Pointing dataset excerpts:
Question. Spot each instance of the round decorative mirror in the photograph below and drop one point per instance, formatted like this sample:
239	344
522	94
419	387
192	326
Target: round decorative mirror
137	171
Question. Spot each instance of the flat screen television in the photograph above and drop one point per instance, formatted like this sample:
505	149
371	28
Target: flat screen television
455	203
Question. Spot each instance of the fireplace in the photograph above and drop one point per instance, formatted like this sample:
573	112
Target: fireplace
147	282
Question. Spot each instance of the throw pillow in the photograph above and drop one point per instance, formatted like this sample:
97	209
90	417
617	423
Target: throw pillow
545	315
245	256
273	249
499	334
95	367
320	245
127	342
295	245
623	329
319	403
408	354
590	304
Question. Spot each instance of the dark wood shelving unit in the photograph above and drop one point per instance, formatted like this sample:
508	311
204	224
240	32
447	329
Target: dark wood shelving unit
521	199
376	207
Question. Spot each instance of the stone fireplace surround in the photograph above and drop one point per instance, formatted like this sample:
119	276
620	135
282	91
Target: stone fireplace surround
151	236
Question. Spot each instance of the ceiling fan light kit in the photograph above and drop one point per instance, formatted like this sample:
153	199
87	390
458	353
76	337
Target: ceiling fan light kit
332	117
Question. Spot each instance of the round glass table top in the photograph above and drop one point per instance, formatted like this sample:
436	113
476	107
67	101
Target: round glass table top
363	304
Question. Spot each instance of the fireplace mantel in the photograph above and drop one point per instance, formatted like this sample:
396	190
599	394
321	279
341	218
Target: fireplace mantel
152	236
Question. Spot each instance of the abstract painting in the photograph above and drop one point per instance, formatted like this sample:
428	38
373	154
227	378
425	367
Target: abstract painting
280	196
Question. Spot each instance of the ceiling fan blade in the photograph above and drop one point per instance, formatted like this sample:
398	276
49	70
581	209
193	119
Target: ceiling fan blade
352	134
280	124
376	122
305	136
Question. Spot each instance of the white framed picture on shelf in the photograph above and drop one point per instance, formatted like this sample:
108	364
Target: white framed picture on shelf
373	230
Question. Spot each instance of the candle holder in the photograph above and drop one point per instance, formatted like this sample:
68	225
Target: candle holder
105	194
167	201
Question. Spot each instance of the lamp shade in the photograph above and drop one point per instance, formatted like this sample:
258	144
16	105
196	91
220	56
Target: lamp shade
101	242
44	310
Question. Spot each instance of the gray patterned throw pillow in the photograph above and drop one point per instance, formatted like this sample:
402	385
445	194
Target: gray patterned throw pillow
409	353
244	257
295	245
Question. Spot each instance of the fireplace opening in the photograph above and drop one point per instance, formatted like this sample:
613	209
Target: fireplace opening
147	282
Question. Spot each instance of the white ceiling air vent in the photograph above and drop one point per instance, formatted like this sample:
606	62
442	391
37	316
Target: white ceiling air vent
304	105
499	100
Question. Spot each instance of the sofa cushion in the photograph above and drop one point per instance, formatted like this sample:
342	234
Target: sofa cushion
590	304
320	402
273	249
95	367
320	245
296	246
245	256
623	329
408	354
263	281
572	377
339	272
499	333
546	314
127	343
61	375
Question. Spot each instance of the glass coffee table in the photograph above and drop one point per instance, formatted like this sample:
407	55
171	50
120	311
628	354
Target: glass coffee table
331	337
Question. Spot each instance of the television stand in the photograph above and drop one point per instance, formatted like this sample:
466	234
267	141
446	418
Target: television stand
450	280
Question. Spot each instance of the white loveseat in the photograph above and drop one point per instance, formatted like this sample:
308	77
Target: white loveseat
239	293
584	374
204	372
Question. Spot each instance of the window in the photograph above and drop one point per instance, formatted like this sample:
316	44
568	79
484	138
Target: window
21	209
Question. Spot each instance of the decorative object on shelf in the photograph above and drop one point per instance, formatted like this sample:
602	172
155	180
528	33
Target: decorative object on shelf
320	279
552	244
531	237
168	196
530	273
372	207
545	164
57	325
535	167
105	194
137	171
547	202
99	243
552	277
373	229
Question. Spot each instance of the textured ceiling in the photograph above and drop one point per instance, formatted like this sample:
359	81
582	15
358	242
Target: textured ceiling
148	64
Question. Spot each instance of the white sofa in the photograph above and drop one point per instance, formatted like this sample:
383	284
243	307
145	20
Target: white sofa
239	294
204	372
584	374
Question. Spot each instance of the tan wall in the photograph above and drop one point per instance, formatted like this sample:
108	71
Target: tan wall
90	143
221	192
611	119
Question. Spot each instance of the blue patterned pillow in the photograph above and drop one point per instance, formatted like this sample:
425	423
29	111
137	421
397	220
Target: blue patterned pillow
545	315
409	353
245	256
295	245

→ Problem: Generate an exact reproduction of all entries.

→ Answer to the task:
Question. Spot each instance of the round decorative mirror in the photograph below and drop one point per instance, formatted like this sample:
239	344
522	94
419	387
192	326
Target: round decorative mirror
137	171
Question. Spot each instance of the flat screen television in the photograph above and drop one point per instance, formatted like this sample:
505	149
371	28
Target: flat screen television
455	203
Question. Spot each instance of the fireplace in the photograph above and drop one point per instance, formatted like this sample:
573	112
Target: fireplace
147	282
Question. Spot each instance of the throw pillow in the photograph above and drop one point per instance, formatted like this sample:
97	209
90	417
617	423
Target: throw pillow
545	315
245	256
273	249
499	334
95	367
320	245
127	342
295	245
623	329
319	403
408	354
590	304
Question. Spot each instance of the dark wood shelving unit in the photograph above and drop one point per instance, formatted like this sample:
508	311
204	224
240	32
447	329
Target: dark wood shelving unit
521	199
376	207
Question. Spot each instance of the stone fireplace surround in the photograph above and drop one point per instance, formatted like this sample:
119	276
620	135
282	91
Target: stone fireplace surround
151	236
Question. Spot each instance of the ceiling fan light kit in the photograph above and drop one point per instance, formatted like this sample:
153	199
87	390
458	353
76	337
Target: ceiling fan light kit
332	117
Question. Spot each instance of the round glass table top in the photograph above and drop one point per instance, formatted like this sample:
436	113
476	107
67	101
Target: round glass table top
363	304
Question. Spot each instance of the fireplace mantel in the photograph above and drop one point per instance, formatted like this sample:
396	190
599	394
321	279
341	218
Target: fireplace mantel
152	236
Question. Spot each instance of the abstract painting in the photograph above and drop one point per instance, formatted like this sample:
428	38
373	154
227	378
425	367
Target: abstract painting
280	196
Question. Spot each instance of the ceiling fan blade in the photograph above and drop one point per instance, formatted like this sample:
398	276
49	70
581	209
193	119
Target: ceiling fan blade
352	134
280	124
376	122
305	136
Question. Spot each instance of the white framed picture on shelf in the photograph above and drop one point per instance, formatted like this sample:
108	364
Target: white framed picture on shelf
373	230
Question. Spot each instance of the candle holder in the photograph above and drop one point per instance, formatted like this sample:
68	225
Target: candle holder
105	194
167	201
Question. Spot each instance of the lamp shade in the photograph above and drop one point per instance, formatted like this sample:
258	144
16	105
196	91
220	56
Target: lamp shade
101	242
44	310
Question. Spot each instance of the gray patterned throw pillow in the photograph above and drop one point per instance, formatted like this sample:
402	385
445	194
Target: gray patterned throw pillow
409	353
244	257
295	245
Question. Spot each instance of the fireplace opening in the photograph above and drop one point per instance, formatted like this sample:
613	209
Target: fireplace opening
147	282
Question. Spot each instance of the white ceiling air vent in the photograph above and drop one point per instance, formatted like this sample:
606	62
442	391
37	316
Target: white ceiling air vent
304	105
499	100
Question. Spot each instance of the sofa cushion in the photograph above and drop one point per instance, formatted like this sample:
342	234
Target: sofa cushion
590	304
320	402
273	249
95	367
320	245
296	246
245	256
623	329
408	354
263	281
572	377
339	272
499	333
546	314
127	343
61	375
Question. Spot each instance of the glass coffee table in the photograph above and drop one point per instance, formatted like this sample:
407	55
171	50
120	311
628	354
Target: glass coffee table
331	337
Question. Spot each instance of the television stand in the photograph above and drop one point per instance, formatted like this sample:
466	234
267	141
446	418
Target: television stand
450	280
Question. Spot each instance of the white loveseat in the photograph above and drop one point per instance, formatted like this sample:
308	77
Target: white loveseat
239	293
584	374
204	372
Question. Spot each instance of the window in the photograph above and drop one point per instance, formatted like this sample:
316	44
568	79
484	138
Target: window
21	209
Question. Spot each instance of the decorative object on shelf in the photograph above and drop one point per instance, formatted like this sample:
602	172
155	180
528	33
Target: decorative object on shelf
320	279
552	244
531	237
168	196
530	273
372	207
545	164
57	325
535	167
105	194
137	171
547	202
99	243
552	277
373	229
Question. Spot each instance of the textured ceiling in the photograph above and drop one point per instance, formatted like this sample:
359	81
582	15
358	242
Target: textured ceiling
148	64
Question. Spot each instance of the white sofa in the photograph above and drop one point per instance, formatted like this sample:
383	284
243	307
145	20
Target: white sofa
239	294
204	372
584	374
Question. Spot each instance of the tan wall in the photograph above and drop one point per instance, formatted like this sample:
108	71
Target: tan wall
90	143
221	192
611	119
Question. Spot each instance of the blue patterned pillow in the photograph above and drop one point per instance, formatted like this sample:
425	423
29	111
137	421
397	220
Target: blue patterned pillow
545	315
409	353
245	256
295	245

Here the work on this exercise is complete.